>> BEGIN Provided text

Audit of NARA's Fiscal Year 2007 Management Control Program

The Federal Managers' Financial Integrity Act (FMFIA) of 1982 (Public Law 97-255) requires ongoing evaluations and reports of the adequacy of internal accounting and administrative control of each executive agency. The Act requires the head of each agency to annually prepare a statement on the adequacy of the agency's systems of internal accounting and administrative control. OMB Circular A-123 (Revised), Management's Responsibility for Internal Control, contains guidance for implementing FMFIA and requires management to annually report on internal control in its Performance and Accountability Report (PAR), including a report on identified material weaknesses and corrective actions. It also provides that the agency head, in preparing the annual assurance statement, should consider input from the Office of Inspector General.

Annually, the OIG performs a review to ensure that agency managers continuously monitor and improve the effectiveness of internal controls associated with their programs. This continuous monitoring in conjunction with other periodic evaluations provides the basis for the agency head's annual assessment of, and report on, internal controls as required by FMFIA.

>> END Provided text
>> BEGIN Data shown

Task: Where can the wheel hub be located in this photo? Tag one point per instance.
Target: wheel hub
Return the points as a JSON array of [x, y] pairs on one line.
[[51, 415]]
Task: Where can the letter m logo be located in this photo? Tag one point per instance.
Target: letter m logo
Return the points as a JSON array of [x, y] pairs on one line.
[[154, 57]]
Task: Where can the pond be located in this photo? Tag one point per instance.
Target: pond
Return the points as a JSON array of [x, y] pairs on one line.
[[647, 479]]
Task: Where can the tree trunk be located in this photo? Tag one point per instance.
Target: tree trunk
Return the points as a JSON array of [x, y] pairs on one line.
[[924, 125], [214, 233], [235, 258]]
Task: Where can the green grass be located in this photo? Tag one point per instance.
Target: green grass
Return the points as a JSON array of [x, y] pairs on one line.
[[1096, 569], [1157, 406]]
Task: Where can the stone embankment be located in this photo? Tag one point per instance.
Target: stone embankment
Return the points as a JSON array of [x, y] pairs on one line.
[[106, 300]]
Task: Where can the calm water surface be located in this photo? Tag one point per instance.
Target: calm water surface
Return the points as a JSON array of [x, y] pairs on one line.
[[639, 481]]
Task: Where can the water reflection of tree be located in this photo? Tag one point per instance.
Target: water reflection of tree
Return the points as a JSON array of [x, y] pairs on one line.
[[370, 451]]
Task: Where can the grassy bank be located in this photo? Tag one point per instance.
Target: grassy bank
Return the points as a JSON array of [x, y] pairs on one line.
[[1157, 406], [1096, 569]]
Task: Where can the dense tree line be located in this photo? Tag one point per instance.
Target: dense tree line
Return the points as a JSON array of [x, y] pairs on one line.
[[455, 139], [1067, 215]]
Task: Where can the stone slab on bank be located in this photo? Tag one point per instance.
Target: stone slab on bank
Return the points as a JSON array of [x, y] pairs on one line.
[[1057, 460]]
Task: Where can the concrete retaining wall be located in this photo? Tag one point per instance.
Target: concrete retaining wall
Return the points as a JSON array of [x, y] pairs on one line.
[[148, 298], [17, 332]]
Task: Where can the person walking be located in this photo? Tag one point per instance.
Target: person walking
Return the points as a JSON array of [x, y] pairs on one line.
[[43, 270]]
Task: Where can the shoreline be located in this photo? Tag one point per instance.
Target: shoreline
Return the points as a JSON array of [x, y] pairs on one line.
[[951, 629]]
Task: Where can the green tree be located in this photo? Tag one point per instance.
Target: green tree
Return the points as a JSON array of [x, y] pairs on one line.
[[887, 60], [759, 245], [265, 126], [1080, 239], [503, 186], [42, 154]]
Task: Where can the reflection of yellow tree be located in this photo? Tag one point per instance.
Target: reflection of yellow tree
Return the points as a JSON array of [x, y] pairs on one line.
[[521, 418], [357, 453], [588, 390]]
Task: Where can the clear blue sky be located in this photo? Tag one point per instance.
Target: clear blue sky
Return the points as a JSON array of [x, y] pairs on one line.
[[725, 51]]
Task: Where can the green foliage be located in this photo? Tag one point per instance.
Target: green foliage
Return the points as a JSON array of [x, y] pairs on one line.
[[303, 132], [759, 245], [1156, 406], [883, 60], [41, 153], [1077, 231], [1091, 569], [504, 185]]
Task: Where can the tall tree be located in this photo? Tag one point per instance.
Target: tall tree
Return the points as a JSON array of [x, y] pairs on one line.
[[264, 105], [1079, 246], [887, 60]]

>> END Data shown

§ Given task 1: Give the lines of the records from the line with "Task: Where can the dense" to the line with "[[951, 629]]", both included, as a numbered list, leaving out blank lines.
§ Given task 2: Extend the text on the audit of NARA's Fiscal Year 2007 management control program past its last sentence.

§ Output 1:
1. Task: Where can the dense tree line be located in this photo? Tag one point per instance.
2. Target: dense tree line
3. Return the points as a JSON array of [x, y] pairs on one line.
4. [[455, 139], [1067, 215]]
5. Task: Where can the stone slab on bank be located in this photo? Tag one point per instance.
6. Target: stone slab on bank
7. Return the points as a JSON array of [x, y] pairs on one line.
8. [[1057, 460]]
9. Task: Where can the concrete retaining wall be located in this photo? Tag one point per instance.
10. Target: concrete retaining wall
11. Return the points as a JSON array of [x, y] pairs on one line.
12. [[148, 298], [17, 332]]
13. Task: Where can the person walking be located in this photo? Tag one point per instance.
14. Target: person walking
15. Return the points as a JSON array of [x, y] pairs on one line.
16. [[43, 270]]
17. Task: Where can the shoreline be located in this photo? Tag one point per instance.
18. Target: shoreline
19. Return the points as a JSON array of [x, y] pairs on one line.
20. [[951, 629]]

§ Output 2:
Our initial assessment of the agency's FY 2007 assurance statement, as conveyed in an October 23, 2007, memorandum to the Archivist of the United States, determined that the statement was inaccurate and underreported risk associated with NARA's preservation and processing programs.

Subsequently, we performed a detailed review of individual office assurance statements and found inconsistencies in conducting and reporting internal control reviews. We found that many of the staff offices did not conduct formal internal control evaluations in accordance with their internal control plans, while other offices did not maintain documentation of such reviews in accordance with agency guidance. This was the result of a lack of familiarity with NARA 114, an incomplete understanding of internal controls, and management control plans that were improperly or too narrowly scoped. Due to a lack of, improperly documented, or improperly scoped internal control reviews, NARA inadequately identifies and manages inappropriately its assurance risks.

We made three recommendations. Management concurred with our findings and recommendations. (Audit Report #08-06, dated November 14, 2007.)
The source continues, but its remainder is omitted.